## PARTS OF THE EXERCISE:
1. Please rewrite the part of the Hot 8 Brass Band text that opens with the words "In the wake" and closes with "the album, Wältberüemt.", using "film" in place of "documentary".
2. Carry on the Hot 8 Brass Band text from its final sentence.

## GIVEN TEXT:
--

Since June 2007, the band has been signed to Tru Thoughts, a United Kingdom label, the label's first U.S. act.

== Music ==
The Hot 8 Brass Band plays in second line parades hosted Sunday afternoons by Social Aid and Pleasure Clubs; in the New Orleans metropolitan area they also play at traditional jazz funerals and at local jazz nightclubs. They play regularly at the New Orleans Jazz & Heritage Festival and have played in the Zulu Parade, San Antonio Zulu Association Festival, the City of New Orleans New Year's Celebration and Mo' Fest, the Tom Joyner Morning Show, and the Master P music video "Hootie Hoo". The Hot 8 Brass Band has toured in Japan, Italy, France, Spain, Finland, and England.

In the wake of Hurricane Katrina, the Hot 8 Brass Band was propelled to wider prominence by an appearance in Spike Lee's 2006 documentary When the Levees Broke: A Requiem in Four Acts. Because of the appearance according to National Public Radio, "A new legion of fans caught onto the band's mix of traditional marching music, hip hop, and R&B."

In 2009, the band added its New Orleans style to an "Iko Iko" cover song of the Swiss band Schtärneföifi, who re-recorded their Swiss German version from 1995's Heicho – Ohni Znacht is Bed together with The Dixie Cups in New Orleans. The song was released on the album, Wältberüemt.

--

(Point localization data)
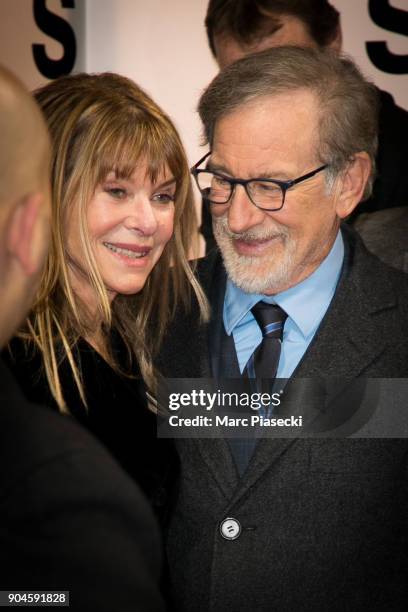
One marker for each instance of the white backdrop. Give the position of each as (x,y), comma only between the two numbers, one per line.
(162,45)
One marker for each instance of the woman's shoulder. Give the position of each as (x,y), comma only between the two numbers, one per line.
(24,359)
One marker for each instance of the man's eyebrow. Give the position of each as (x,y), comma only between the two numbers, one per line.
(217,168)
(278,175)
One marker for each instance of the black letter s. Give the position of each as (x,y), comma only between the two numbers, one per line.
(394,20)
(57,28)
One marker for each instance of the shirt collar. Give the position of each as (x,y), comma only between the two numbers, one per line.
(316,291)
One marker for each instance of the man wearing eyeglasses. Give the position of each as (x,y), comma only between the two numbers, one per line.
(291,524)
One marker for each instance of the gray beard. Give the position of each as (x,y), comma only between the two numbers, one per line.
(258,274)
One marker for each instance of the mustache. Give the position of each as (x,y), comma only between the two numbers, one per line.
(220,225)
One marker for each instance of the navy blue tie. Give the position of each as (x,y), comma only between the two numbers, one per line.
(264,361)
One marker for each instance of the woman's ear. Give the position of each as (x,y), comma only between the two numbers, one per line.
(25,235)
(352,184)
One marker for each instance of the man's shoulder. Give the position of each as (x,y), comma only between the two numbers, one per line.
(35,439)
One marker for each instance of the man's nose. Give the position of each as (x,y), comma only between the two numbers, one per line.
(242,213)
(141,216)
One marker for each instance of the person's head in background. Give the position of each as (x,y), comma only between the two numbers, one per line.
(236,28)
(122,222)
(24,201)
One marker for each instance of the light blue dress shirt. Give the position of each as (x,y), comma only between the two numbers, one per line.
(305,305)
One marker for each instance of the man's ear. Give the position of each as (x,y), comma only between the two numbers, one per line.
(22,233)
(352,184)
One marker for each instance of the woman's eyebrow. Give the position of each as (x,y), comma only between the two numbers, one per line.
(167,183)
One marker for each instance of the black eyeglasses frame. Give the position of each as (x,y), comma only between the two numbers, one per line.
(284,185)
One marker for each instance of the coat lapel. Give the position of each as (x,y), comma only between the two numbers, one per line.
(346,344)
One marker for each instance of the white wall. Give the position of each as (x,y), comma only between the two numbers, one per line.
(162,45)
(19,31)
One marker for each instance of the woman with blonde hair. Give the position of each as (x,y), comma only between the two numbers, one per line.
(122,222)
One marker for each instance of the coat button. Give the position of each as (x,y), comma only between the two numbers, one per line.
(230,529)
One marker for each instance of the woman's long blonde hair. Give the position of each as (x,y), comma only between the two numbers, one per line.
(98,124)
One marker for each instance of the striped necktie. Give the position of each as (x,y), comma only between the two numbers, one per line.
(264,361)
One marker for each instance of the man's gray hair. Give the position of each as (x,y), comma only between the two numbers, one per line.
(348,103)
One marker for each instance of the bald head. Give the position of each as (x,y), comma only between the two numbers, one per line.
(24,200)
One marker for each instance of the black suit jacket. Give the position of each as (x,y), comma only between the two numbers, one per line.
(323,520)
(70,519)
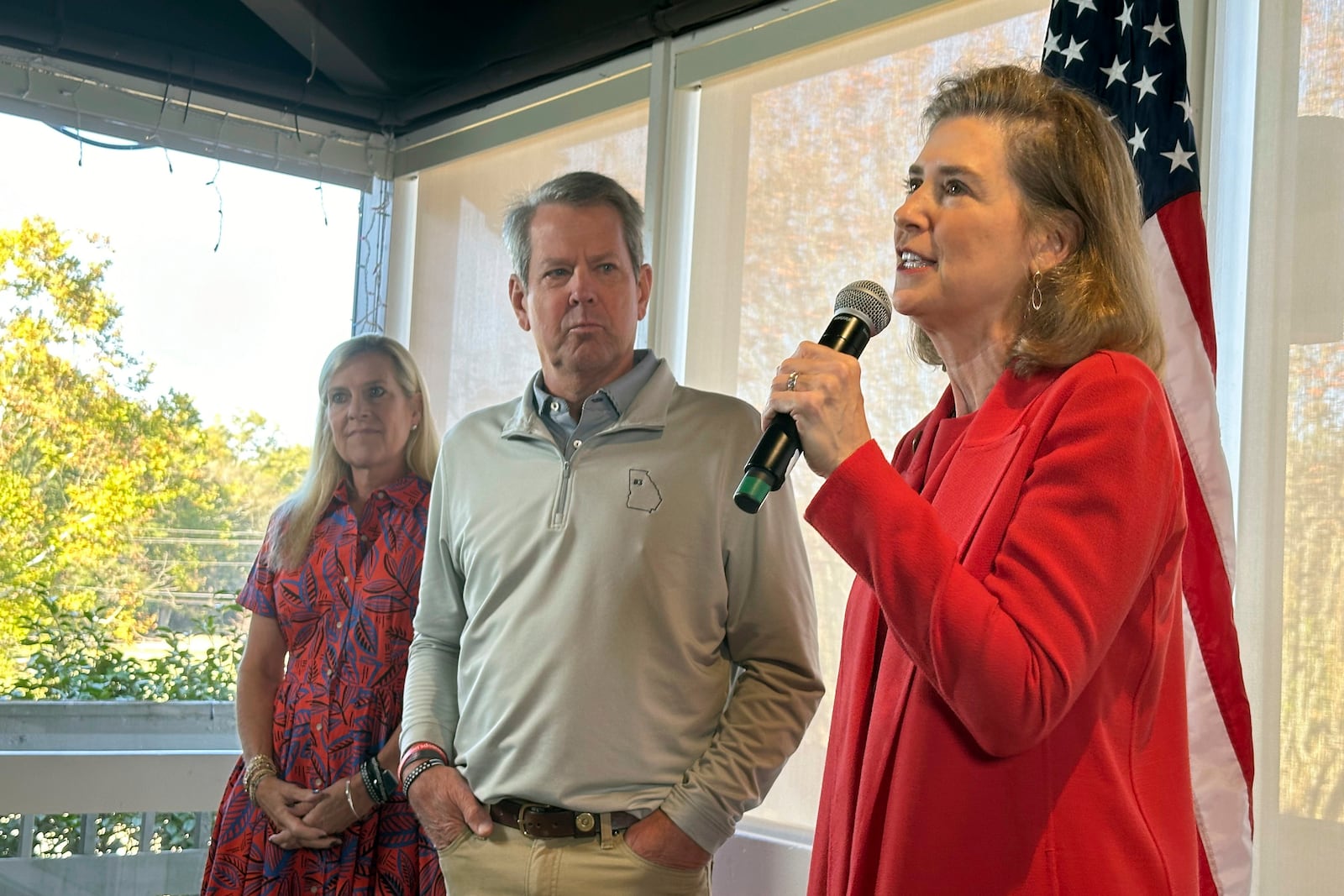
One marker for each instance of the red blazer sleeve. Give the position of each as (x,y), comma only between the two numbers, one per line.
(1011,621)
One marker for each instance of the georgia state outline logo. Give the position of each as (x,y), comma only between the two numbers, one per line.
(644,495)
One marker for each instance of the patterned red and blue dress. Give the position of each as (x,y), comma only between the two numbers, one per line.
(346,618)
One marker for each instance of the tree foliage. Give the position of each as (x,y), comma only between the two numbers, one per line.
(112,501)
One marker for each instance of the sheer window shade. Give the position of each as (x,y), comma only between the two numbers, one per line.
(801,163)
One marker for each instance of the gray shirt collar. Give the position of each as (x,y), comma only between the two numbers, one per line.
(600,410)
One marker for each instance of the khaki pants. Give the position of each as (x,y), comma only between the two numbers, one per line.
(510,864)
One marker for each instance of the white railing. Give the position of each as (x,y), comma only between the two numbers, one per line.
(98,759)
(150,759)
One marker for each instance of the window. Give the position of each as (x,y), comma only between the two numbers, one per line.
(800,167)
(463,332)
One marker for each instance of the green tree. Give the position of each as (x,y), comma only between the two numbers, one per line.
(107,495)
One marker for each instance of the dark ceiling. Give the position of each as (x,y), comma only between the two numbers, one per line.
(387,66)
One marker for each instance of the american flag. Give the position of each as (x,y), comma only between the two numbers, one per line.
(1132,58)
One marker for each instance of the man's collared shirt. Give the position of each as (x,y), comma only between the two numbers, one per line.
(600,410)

--

## SET OF ANSWERS:
1.
In the wake of Hurricane Katrina, the Hot 8 Brass Band was propelled to wider prominence by an appearance in Spike Lee's 2006 film When the Levees Broke: A Requiem in Four Acts. Because of the appearance according to National Public Radio, "A new legion of fans caught onto the band's mix of traditional marching music, hip hop, and R&B."

In 2009, the band added its New Orleans style to an "Iko Iko" cover song of the Swiss band Schtärneföifi, who re-recorded their Swiss German version from 1995's Heicho – Ohni Znacht is Bed together with The Dixie Cups in New Orleans. The song was released on the album, Wältberüemt.

2.
== Membership ==
Four members of the band have died since its formation. Past and present band members include:
- Bennie "Big Peter" Pete (sousaphone and band leader)
- Terrell "Burger" Batiste (trumpet)
- Harry "Swamp Thang" Cook (bass drum)
- Jerome "Baybay" Jones (trombone)
- Alvarez "B.I.G. AL" Huntley (trumpet)
- Dinerral "Dick" Shavers (snare drum)
- Raymond "Dr. Rackle" Williams (trumpet)
- Maurice "Moe" Curtis (trumpet)
- Keith "Wolf" Anderson (trombone)
- Jereau "Cousin" Fournett (trombone)
- Wendell "Cliff" Stewart (saxophone)
- Demond "Bart" Dorsey (trombone)
- Jacob Johnson (trumpet)
- Joseph "Shotgun Joe" Williams (trombone)
- Gregory "Koon" Veals (trombone)
- Derrick Tabb (snare drum)
- John "Prince" Gilbert (saxophone)
- Andrew Calhoun Jr. (saxophone)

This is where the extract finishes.